*YOUR ASSIGNMENT*
Keep only those lines of the records that include the string "below".

Saved entries:
········
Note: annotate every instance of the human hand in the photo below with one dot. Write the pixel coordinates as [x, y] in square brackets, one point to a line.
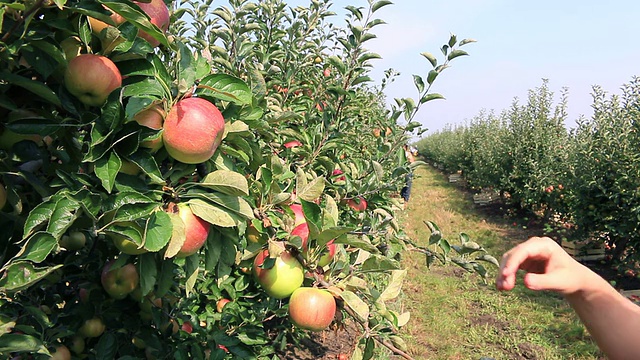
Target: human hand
[548, 267]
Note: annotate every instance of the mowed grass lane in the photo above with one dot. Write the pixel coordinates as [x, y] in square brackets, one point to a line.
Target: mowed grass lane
[455, 316]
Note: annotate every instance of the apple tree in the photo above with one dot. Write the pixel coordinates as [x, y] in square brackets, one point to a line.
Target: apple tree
[157, 159]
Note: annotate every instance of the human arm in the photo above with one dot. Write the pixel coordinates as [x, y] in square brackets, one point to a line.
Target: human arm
[612, 320]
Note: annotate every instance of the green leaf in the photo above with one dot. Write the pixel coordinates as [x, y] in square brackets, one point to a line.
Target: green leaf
[395, 285]
[191, 272]
[138, 18]
[432, 59]
[106, 168]
[466, 41]
[377, 263]
[429, 97]
[64, 213]
[22, 274]
[360, 242]
[237, 204]
[488, 258]
[378, 4]
[227, 182]
[177, 236]
[38, 247]
[456, 53]
[417, 80]
[148, 272]
[158, 231]
[213, 214]
[225, 87]
[107, 347]
[432, 76]
[10, 343]
[36, 87]
[359, 307]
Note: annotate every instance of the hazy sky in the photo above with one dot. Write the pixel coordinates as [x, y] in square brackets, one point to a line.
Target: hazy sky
[574, 44]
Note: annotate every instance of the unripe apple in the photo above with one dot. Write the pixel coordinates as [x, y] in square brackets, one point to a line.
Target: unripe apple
[357, 204]
[118, 283]
[61, 353]
[279, 281]
[336, 172]
[196, 229]
[153, 118]
[253, 235]
[299, 215]
[92, 328]
[193, 130]
[91, 78]
[221, 304]
[311, 308]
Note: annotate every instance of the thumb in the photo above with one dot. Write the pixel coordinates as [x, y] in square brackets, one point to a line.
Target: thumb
[544, 282]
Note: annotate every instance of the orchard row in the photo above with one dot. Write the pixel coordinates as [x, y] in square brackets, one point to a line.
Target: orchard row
[179, 180]
[585, 180]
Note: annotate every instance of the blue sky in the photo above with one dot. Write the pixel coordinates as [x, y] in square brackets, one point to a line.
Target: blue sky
[574, 44]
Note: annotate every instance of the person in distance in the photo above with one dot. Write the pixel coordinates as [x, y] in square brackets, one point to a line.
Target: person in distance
[612, 320]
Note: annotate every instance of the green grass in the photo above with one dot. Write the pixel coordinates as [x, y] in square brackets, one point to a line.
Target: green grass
[455, 316]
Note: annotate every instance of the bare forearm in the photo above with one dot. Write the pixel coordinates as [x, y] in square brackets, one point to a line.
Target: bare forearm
[612, 320]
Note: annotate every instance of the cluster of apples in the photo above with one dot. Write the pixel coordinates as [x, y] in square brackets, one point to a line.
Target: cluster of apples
[91, 78]
[310, 308]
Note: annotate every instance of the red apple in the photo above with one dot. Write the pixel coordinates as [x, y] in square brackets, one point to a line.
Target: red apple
[153, 118]
[61, 353]
[286, 275]
[118, 283]
[193, 130]
[91, 328]
[299, 215]
[311, 308]
[292, 144]
[221, 304]
[91, 78]
[197, 230]
[357, 204]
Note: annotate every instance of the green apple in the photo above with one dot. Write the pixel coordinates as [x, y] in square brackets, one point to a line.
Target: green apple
[279, 281]
[118, 283]
[92, 328]
[91, 78]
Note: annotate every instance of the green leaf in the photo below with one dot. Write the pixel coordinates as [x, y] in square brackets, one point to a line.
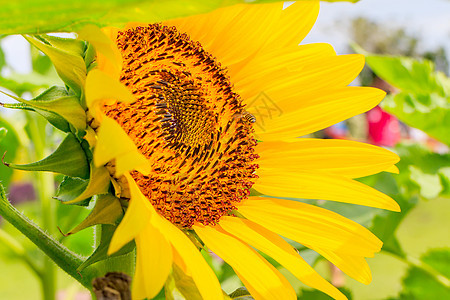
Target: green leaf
[419, 284]
[107, 210]
[68, 159]
[179, 283]
[70, 188]
[100, 254]
[20, 83]
[318, 295]
[9, 144]
[99, 180]
[427, 112]
[424, 98]
[56, 106]
[67, 57]
[31, 16]
[241, 293]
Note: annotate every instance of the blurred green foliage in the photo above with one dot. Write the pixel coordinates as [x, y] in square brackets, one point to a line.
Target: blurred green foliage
[36, 17]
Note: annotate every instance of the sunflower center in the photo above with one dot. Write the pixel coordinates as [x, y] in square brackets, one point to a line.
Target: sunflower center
[189, 124]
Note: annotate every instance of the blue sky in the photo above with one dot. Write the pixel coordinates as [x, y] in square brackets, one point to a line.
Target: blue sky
[427, 19]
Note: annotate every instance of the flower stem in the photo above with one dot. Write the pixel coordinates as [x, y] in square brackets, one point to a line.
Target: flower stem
[18, 250]
[63, 257]
[45, 189]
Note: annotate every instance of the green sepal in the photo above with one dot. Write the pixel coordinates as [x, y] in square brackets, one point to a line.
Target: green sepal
[180, 283]
[67, 57]
[89, 56]
[241, 293]
[98, 184]
[57, 106]
[101, 253]
[3, 132]
[68, 159]
[107, 210]
[70, 188]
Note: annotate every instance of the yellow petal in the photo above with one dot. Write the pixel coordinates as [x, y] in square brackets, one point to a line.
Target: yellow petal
[102, 88]
[354, 266]
[203, 276]
[114, 143]
[234, 32]
[346, 158]
[393, 169]
[318, 185]
[247, 262]
[277, 248]
[311, 225]
[136, 218]
[302, 113]
[294, 24]
[275, 65]
[256, 293]
[131, 161]
[153, 263]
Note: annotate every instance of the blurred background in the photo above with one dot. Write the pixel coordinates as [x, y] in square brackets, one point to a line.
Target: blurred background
[407, 43]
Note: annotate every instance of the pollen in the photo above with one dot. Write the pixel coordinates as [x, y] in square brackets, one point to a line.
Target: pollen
[188, 122]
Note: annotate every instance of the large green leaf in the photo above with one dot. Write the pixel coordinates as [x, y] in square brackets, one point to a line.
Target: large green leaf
[68, 159]
[424, 98]
[40, 16]
[9, 143]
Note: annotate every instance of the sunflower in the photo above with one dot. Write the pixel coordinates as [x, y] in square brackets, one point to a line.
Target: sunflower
[201, 136]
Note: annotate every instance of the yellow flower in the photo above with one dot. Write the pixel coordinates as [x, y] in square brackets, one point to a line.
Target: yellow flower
[209, 119]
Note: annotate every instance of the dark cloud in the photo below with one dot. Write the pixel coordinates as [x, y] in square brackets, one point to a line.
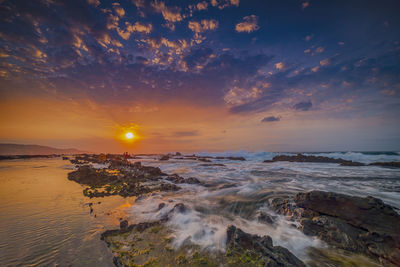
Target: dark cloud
[271, 119]
[303, 106]
[76, 48]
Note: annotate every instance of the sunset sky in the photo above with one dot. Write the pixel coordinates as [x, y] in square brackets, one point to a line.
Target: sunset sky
[212, 75]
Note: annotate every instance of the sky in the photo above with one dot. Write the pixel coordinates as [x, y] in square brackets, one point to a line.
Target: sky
[209, 75]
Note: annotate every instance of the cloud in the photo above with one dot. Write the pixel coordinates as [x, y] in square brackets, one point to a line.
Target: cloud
[119, 10]
[305, 4]
[203, 25]
[303, 106]
[280, 66]
[137, 27]
[170, 14]
[271, 119]
[94, 2]
[325, 62]
[249, 24]
[309, 37]
[221, 4]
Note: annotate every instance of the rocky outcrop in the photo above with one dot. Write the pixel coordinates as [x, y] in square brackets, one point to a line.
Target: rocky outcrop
[232, 158]
[362, 225]
[394, 164]
[320, 159]
[257, 251]
[317, 159]
[175, 178]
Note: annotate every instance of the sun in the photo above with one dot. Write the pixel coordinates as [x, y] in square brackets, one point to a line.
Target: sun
[129, 135]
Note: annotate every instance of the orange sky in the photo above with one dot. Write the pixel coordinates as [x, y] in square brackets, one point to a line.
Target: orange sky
[167, 127]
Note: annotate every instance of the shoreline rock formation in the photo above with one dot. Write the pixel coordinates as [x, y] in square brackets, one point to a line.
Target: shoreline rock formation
[355, 224]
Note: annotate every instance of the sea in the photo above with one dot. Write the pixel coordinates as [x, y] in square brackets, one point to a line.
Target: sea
[46, 221]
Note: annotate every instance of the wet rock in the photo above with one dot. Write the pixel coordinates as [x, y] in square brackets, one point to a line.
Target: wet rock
[212, 164]
[232, 158]
[175, 178]
[192, 180]
[168, 187]
[352, 163]
[89, 176]
[394, 164]
[161, 205]
[266, 218]
[268, 161]
[257, 251]
[367, 213]
[204, 160]
[180, 207]
[123, 224]
[355, 224]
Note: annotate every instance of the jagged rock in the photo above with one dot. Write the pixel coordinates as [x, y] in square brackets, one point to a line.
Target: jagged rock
[318, 159]
[352, 163]
[180, 207]
[232, 158]
[164, 157]
[367, 213]
[89, 176]
[258, 251]
[161, 205]
[168, 187]
[265, 218]
[212, 164]
[394, 164]
[175, 178]
[362, 225]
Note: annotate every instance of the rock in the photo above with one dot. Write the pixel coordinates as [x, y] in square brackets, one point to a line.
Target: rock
[394, 164]
[90, 176]
[352, 163]
[318, 159]
[175, 178]
[265, 218]
[212, 164]
[164, 157]
[257, 251]
[362, 225]
[168, 187]
[204, 160]
[180, 207]
[123, 224]
[161, 205]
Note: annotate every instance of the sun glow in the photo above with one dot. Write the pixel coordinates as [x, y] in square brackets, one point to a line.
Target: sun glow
[129, 135]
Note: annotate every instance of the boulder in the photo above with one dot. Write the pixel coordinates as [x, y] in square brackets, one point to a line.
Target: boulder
[254, 250]
[367, 213]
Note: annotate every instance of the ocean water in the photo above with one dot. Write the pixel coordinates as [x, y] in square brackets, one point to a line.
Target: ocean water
[46, 221]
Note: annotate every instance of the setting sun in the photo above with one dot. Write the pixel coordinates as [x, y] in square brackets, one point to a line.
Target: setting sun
[129, 135]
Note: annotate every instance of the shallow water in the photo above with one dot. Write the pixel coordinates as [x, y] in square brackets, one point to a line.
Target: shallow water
[236, 192]
[45, 219]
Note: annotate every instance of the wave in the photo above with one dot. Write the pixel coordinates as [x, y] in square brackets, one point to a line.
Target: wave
[364, 157]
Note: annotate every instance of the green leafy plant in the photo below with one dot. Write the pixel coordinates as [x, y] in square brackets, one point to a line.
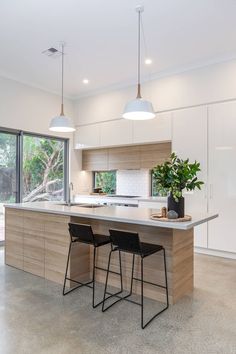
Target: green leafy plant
[175, 175]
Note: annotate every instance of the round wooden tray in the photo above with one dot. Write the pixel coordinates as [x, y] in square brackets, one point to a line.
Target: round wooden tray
[158, 217]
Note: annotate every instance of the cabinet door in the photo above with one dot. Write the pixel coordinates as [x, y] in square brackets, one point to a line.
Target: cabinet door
[153, 130]
[118, 132]
[95, 160]
[222, 176]
[87, 136]
[123, 158]
[33, 259]
[190, 141]
[14, 238]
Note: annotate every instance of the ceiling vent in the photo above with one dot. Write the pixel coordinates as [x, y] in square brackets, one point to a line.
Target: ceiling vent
[52, 52]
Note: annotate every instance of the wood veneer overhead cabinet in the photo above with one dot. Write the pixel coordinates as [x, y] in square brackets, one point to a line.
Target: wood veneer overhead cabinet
[126, 157]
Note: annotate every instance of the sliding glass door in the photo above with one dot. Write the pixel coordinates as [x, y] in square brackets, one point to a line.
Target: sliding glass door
[32, 168]
[8, 173]
[43, 169]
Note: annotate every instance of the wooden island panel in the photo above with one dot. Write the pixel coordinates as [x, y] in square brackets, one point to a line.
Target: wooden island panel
[42, 242]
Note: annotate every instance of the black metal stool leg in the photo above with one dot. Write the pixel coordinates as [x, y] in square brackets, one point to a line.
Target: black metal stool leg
[121, 277]
[165, 287]
[142, 293]
[67, 265]
[132, 278]
[167, 295]
[94, 263]
[80, 284]
[106, 283]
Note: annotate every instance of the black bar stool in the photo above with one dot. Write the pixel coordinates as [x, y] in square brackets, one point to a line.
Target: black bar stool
[129, 242]
[84, 234]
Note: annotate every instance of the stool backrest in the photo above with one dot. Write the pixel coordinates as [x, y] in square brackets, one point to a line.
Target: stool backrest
[82, 232]
[126, 241]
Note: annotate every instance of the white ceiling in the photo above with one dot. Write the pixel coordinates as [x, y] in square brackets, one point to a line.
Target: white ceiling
[101, 39]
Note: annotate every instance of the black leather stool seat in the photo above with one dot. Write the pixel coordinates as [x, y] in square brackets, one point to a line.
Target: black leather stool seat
[101, 240]
[149, 248]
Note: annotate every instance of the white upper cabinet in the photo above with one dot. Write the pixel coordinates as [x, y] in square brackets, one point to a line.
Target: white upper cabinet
[189, 140]
[222, 176]
[153, 130]
[115, 133]
[87, 136]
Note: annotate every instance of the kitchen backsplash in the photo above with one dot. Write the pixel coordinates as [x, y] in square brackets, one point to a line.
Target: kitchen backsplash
[133, 182]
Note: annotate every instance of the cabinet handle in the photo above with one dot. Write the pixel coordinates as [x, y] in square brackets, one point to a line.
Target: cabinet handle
[211, 191]
[205, 190]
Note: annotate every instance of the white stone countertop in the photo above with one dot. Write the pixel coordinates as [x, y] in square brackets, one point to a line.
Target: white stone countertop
[113, 213]
[107, 198]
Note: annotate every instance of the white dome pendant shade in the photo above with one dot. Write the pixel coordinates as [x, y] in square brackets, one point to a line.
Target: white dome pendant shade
[139, 109]
[61, 123]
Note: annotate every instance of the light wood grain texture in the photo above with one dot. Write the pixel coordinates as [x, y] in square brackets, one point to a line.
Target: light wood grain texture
[127, 157]
[95, 160]
[179, 252]
[45, 252]
[14, 238]
[38, 243]
[154, 154]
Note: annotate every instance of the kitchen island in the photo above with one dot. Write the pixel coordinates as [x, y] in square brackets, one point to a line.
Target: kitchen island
[37, 241]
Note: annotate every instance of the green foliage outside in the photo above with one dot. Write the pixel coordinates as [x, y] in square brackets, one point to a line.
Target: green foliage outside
[42, 162]
[106, 181]
[175, 175]
[43, 168]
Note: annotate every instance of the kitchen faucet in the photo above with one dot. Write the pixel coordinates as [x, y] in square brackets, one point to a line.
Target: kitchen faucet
[71, 187]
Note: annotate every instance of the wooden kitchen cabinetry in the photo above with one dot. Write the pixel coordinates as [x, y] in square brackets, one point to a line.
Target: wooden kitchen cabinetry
[124, 158]
[95, 160]
[38, 243]
[127, 157]
[14, 239]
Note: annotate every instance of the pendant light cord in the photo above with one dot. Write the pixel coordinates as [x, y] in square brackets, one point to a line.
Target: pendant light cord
[139, 59]
[62, 79]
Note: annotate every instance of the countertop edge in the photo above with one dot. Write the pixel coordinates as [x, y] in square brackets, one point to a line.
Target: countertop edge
[170, 225]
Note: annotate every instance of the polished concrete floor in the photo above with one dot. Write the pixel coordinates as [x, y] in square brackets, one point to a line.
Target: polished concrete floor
[36, 318]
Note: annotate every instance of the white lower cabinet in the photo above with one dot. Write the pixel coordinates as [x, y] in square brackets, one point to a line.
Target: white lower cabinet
[189, 140]
[222, 176]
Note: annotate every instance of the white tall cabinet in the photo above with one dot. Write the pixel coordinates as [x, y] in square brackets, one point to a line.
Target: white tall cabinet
[189, 140]
[222, 176]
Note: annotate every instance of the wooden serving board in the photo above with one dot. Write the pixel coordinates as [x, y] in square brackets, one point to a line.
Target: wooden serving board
[160, 218]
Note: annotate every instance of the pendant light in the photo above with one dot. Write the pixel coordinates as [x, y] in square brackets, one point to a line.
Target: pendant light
[139, 109]
[61, 123]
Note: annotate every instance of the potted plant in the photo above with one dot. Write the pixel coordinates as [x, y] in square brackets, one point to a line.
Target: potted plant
[172, 177]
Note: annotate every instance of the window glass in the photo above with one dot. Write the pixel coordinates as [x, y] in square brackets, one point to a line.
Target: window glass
[106, 180]
[43, 168]
[155, 192]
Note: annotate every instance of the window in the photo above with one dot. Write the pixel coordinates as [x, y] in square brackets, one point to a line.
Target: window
[154, 191]
[106, 180]
[32, 168]
[43, 168]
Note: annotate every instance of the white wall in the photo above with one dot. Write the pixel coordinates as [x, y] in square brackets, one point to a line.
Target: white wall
[133, 182]
[201, 86]
[26, 108]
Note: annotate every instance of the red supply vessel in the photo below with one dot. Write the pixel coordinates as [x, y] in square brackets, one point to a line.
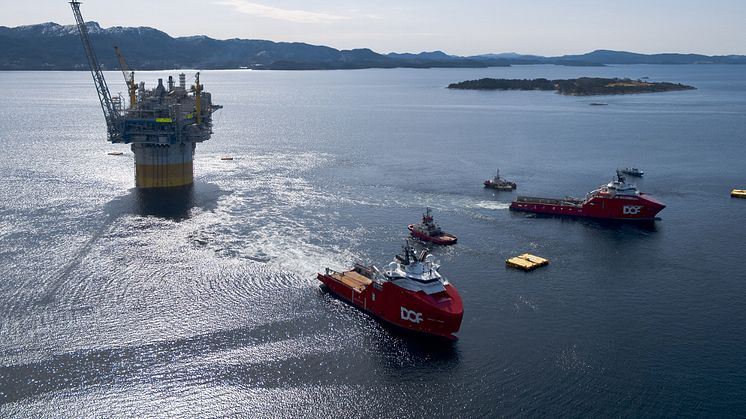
········
*EXERCISE RESPONSE*
Note: annotate every instance of the human hand in the photo below with one dot. Write the pixel coordinates as [x, y] in square brackets, one point to a line.
Note: annotate every instance of the green leaf in the photo below with one dot. Write the pixel coordinates as [x, y] in square brackets, one point to a line.
Note: annotate every instance of the dark cloud in the photo below with one dot. Write the pixel coordinates as [x, y] in square brackets, one point to a line.
Note: annotate every instance of the green leafy plant in the photo below with one dot. Write the pixel coordinates as [x, y] in square brackets, one point to a line.
Note: annotate every instance of the red supply vessel in the photo below with one dot. Write the pixel coordinates as [x, y] in square brackets, one point to a line.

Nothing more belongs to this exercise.